• Input for this task:
####

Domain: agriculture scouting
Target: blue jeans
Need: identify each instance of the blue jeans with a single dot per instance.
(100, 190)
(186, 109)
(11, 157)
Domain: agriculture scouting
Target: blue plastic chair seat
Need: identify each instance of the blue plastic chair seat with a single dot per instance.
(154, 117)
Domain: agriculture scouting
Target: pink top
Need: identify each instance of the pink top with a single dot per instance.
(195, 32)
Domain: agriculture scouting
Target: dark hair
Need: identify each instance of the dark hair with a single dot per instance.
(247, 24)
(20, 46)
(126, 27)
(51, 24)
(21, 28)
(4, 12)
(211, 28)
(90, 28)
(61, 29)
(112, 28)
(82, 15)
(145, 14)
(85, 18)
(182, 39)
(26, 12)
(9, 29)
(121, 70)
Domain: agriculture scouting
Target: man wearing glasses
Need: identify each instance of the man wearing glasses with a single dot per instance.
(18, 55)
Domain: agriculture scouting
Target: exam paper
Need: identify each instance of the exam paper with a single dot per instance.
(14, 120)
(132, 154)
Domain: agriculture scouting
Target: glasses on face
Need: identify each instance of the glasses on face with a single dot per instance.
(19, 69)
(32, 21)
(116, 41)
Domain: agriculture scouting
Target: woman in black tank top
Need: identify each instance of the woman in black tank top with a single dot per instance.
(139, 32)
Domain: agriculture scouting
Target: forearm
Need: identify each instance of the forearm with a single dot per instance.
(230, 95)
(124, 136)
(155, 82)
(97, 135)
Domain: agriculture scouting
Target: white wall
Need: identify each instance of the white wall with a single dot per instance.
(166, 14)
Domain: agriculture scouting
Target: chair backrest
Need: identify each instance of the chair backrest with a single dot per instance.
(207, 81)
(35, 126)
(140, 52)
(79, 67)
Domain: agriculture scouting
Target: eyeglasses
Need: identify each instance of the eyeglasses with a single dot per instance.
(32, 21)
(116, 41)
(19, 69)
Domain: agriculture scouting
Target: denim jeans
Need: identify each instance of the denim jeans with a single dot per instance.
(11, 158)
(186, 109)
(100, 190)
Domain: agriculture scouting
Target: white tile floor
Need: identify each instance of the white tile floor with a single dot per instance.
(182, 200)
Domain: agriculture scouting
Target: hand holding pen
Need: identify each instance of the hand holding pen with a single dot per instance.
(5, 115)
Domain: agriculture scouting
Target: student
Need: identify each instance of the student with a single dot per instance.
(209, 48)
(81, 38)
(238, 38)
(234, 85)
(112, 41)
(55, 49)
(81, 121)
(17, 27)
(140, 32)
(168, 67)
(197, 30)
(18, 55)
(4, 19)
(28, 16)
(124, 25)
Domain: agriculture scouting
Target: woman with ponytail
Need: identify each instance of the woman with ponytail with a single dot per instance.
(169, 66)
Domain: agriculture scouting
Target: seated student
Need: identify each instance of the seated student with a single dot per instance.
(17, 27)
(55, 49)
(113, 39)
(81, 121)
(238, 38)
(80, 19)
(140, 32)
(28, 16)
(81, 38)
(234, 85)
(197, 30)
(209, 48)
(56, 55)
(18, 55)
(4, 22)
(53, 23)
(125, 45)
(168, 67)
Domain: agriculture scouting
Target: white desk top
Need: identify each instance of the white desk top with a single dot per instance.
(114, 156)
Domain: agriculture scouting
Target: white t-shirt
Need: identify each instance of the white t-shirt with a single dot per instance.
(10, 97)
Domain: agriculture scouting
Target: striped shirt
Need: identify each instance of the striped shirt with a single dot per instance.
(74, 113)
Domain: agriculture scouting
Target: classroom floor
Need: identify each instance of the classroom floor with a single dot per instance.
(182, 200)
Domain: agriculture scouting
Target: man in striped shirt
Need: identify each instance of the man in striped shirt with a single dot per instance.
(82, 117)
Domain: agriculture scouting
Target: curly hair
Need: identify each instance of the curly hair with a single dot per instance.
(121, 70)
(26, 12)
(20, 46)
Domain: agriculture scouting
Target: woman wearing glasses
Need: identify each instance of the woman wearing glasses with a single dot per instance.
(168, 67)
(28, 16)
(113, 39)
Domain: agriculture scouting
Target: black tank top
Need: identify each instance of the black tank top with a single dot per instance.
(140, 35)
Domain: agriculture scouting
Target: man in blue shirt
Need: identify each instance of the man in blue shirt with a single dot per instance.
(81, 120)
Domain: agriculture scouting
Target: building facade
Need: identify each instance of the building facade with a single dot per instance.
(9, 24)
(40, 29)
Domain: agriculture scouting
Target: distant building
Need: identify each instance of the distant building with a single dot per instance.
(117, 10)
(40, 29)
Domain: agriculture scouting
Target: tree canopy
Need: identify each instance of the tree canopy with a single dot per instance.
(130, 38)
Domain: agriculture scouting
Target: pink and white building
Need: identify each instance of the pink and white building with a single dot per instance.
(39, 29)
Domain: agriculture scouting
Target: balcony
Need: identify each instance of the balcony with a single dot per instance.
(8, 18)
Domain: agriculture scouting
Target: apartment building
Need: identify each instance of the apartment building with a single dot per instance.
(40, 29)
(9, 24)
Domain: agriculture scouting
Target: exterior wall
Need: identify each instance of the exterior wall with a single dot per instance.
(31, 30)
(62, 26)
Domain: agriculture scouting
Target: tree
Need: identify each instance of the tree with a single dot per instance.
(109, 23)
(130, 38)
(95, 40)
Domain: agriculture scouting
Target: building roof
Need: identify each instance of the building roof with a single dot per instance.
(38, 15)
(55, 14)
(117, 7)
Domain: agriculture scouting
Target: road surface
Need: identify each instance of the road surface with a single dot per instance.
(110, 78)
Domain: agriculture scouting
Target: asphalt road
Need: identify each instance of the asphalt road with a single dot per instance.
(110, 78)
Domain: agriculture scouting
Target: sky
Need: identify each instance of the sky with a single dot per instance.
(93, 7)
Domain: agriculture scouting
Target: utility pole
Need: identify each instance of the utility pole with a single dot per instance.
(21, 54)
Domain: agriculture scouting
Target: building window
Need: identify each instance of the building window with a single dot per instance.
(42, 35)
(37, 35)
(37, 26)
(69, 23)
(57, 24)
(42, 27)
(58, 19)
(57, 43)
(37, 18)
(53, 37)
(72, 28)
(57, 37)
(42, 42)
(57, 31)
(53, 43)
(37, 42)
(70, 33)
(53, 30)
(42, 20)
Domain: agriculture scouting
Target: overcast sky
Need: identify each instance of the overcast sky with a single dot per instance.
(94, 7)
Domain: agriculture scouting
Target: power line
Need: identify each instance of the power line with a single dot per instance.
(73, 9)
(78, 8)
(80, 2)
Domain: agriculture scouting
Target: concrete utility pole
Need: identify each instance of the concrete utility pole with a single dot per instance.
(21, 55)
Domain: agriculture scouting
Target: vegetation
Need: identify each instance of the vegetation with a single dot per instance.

####

• Assignment: Both the first line of the data above and the line with "Target: dark hair" must be included; please return exactly those lines and the ones between them.

• Result:
Domain: agriculture scouting
Target: blue jeans
Need: identify each instance of the blue jeans with a single dot per instance.
(100, 190)
(186, 109)
(11, 157)
Domain: agriculture scouting
Target: blue plastic chair seat
Need: identify each instance of the blue plastic chair seat with a single dot per instance.
(154, 117)
Domain: agriculture scouting
Target: pink top
Need: identify each instance of the pink top with a single dot per instance.
(195, 32)
Domain: agriculture scouting
Target: dark hair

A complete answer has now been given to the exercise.